Items from a dataset:
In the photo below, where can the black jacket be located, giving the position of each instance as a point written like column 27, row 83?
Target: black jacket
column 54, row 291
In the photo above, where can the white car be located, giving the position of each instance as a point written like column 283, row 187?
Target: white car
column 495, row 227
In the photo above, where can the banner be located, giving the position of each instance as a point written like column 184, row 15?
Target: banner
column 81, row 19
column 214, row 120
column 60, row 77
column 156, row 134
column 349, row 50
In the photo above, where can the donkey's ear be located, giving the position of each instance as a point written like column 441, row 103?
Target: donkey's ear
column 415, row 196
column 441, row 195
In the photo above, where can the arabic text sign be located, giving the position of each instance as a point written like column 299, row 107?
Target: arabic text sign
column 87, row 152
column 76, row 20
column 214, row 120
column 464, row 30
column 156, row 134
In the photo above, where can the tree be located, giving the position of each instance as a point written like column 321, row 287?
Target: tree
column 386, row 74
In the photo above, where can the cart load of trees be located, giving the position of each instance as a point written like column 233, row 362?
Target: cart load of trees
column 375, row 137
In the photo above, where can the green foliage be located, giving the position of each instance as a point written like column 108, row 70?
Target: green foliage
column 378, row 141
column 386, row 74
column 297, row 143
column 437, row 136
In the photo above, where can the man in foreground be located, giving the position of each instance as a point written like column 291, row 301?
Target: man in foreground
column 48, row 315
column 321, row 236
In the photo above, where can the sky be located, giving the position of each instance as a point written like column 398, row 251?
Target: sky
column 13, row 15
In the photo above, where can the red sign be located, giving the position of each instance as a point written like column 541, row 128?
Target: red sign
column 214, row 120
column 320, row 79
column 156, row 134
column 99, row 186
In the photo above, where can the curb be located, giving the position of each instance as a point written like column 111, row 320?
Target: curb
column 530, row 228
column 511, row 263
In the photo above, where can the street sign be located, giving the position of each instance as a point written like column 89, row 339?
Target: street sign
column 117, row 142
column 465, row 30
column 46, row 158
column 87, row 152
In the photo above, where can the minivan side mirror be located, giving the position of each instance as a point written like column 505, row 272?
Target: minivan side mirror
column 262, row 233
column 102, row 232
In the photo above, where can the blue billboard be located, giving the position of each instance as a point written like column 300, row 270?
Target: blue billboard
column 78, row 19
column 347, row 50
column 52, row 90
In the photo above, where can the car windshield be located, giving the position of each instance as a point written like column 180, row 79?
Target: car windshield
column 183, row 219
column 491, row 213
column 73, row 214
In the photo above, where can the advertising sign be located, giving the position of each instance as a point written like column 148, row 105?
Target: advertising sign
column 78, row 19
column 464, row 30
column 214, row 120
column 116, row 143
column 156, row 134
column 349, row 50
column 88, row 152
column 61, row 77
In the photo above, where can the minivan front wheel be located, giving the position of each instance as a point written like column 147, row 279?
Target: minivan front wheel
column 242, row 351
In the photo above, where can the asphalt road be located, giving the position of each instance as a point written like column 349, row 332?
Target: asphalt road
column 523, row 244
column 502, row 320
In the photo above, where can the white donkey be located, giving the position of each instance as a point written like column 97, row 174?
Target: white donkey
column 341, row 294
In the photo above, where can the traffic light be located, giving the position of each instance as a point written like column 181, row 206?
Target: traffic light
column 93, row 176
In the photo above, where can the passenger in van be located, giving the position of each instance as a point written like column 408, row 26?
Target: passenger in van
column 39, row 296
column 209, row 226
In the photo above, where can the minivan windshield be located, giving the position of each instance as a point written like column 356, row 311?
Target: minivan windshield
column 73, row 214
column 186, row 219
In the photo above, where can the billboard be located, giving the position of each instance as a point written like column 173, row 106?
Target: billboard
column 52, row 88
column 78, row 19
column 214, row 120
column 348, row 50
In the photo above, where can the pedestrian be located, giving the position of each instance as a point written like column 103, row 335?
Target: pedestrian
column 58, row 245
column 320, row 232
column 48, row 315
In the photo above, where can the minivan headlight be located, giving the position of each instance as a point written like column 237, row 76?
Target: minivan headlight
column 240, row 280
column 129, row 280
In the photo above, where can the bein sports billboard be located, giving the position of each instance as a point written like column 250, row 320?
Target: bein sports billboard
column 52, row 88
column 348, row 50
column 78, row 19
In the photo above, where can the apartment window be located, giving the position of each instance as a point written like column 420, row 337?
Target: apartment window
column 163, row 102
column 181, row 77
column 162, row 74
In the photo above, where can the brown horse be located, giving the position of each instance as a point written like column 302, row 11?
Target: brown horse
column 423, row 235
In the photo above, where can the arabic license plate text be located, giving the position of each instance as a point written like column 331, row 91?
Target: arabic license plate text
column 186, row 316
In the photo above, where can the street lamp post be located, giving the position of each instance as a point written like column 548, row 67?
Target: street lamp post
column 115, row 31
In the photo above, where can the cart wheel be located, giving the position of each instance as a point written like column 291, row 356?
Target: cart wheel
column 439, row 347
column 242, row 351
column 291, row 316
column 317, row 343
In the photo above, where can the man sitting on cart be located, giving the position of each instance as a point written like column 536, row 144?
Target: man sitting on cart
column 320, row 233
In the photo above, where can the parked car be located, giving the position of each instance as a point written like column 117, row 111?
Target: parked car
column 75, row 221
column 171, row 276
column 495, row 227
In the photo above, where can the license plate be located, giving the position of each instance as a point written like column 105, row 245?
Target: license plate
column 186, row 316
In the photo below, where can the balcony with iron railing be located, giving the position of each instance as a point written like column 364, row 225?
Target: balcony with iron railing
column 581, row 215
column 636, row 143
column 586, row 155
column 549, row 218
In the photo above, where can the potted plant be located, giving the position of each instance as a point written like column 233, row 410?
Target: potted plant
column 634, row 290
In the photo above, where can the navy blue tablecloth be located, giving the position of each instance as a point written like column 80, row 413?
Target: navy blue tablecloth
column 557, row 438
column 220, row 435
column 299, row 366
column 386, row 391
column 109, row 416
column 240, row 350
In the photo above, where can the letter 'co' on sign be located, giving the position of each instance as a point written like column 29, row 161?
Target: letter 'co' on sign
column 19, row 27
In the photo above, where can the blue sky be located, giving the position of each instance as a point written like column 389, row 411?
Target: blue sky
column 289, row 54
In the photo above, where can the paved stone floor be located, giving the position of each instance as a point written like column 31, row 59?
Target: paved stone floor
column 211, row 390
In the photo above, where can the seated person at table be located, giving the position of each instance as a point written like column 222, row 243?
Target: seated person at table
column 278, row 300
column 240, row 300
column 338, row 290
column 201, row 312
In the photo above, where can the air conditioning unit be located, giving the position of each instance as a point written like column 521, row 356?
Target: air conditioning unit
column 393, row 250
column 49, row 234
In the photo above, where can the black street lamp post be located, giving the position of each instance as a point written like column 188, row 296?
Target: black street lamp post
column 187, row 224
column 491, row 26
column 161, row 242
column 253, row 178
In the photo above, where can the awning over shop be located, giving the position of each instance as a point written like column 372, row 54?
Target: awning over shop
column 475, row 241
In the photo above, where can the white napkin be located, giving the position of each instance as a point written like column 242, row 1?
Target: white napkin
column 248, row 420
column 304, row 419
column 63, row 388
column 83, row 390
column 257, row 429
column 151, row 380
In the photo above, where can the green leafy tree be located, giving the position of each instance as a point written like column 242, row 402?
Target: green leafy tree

Task directions:
All lines of the records above that contain the word "below" are to be copied out.

Exercise output:
In the photo below, where can the black jacket be located, giving the position of each instance as a point written like column 27, row 83?
In the photo below, where can the balcony with iron railing be located, giving the position of each instance as a point written like column 364, row 225?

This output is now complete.